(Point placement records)
↓↓↓

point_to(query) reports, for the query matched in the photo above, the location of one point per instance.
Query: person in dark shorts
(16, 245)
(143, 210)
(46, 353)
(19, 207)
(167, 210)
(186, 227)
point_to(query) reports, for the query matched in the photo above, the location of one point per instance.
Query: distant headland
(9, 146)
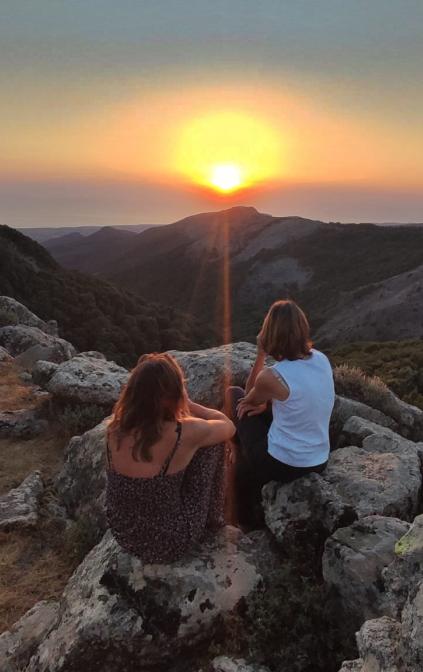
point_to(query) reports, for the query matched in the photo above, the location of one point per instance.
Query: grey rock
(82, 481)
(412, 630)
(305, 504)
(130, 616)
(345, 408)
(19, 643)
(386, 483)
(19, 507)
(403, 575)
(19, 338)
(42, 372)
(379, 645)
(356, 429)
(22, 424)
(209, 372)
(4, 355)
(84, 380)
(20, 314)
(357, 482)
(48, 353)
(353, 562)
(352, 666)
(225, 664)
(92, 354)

↑↑↑
↓↓↓

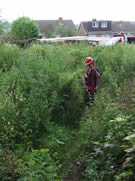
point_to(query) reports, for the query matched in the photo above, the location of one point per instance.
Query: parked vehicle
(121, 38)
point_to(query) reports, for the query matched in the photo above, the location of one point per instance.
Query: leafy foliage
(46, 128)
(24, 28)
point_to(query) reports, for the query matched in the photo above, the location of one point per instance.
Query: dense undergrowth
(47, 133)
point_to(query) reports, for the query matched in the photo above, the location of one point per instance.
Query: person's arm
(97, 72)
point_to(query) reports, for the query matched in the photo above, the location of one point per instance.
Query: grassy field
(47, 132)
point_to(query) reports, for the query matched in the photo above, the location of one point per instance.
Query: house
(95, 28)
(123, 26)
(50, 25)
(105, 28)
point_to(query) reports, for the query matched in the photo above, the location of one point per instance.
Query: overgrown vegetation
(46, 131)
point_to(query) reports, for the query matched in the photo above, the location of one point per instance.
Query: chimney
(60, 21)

↑↑↑

Exercise aim
Gather each line of the records that contains the string "person", matching case exactly.

Right answer
Query: person in dark shorts
Query: person's arm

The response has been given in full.